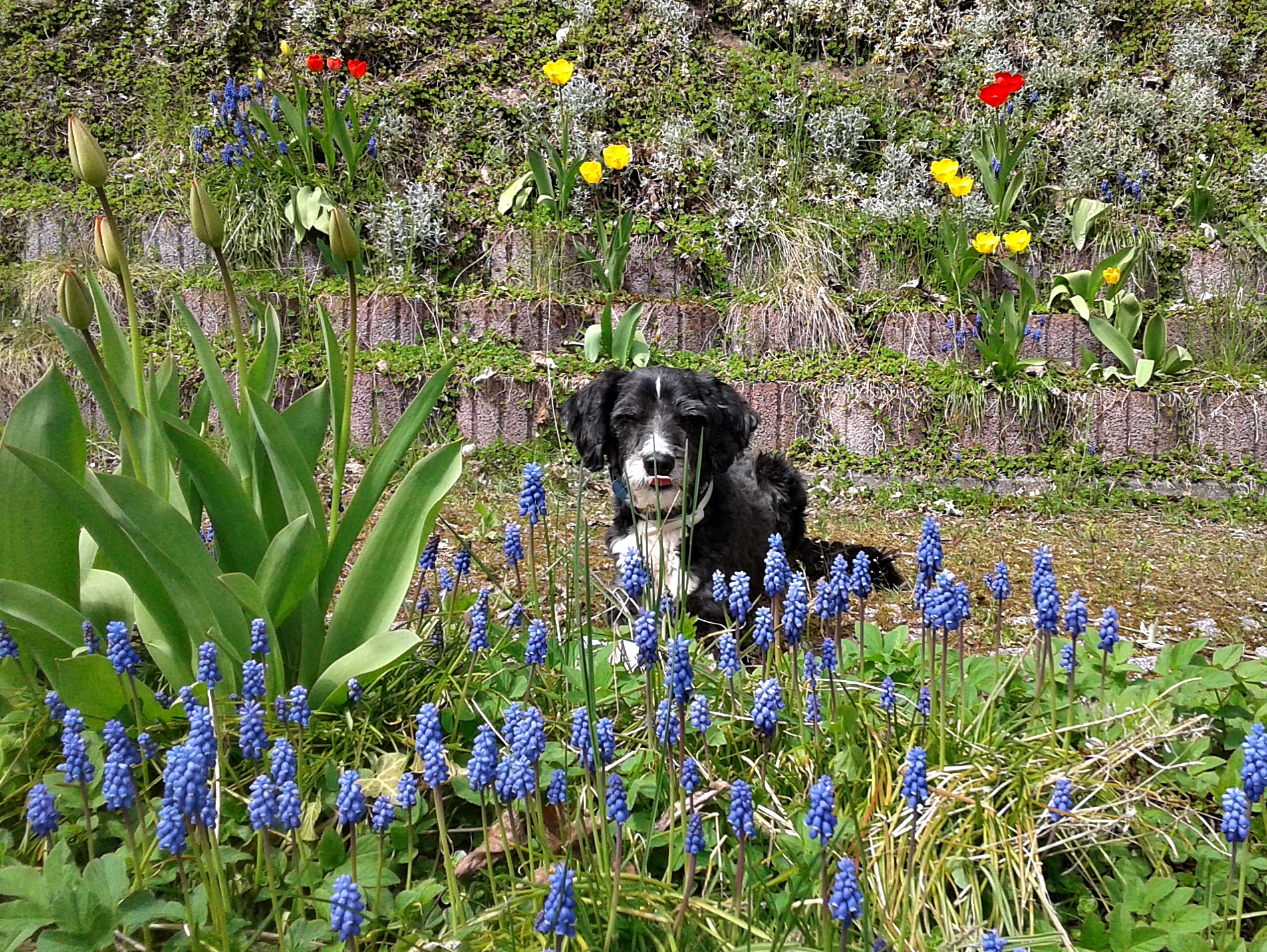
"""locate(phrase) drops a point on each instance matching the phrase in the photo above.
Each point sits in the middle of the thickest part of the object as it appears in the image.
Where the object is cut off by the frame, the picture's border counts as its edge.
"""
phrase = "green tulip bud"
(343, 237)
(88, 161)
(74, 302)
(203, 215)
(109, 249)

======

Reproduce the data above with "green tulip bud" changed to "unopened tulip bud" and every other line kept intact. Leave the pictures out.

**COMPLETED EXERCISE:**
"""locate(phrase) drops a point on each instance matching the phrase in the photo above.
Each point sits in the middle of the thickest part of the object as it appears in the image.
Where the object is cut off by the frame, the picture's border counts as its edge.
"""
phrase = "unopened tulip bud"
(343, 237)
(88, 161)
(74, 302)
(203, 215)
(109, 249)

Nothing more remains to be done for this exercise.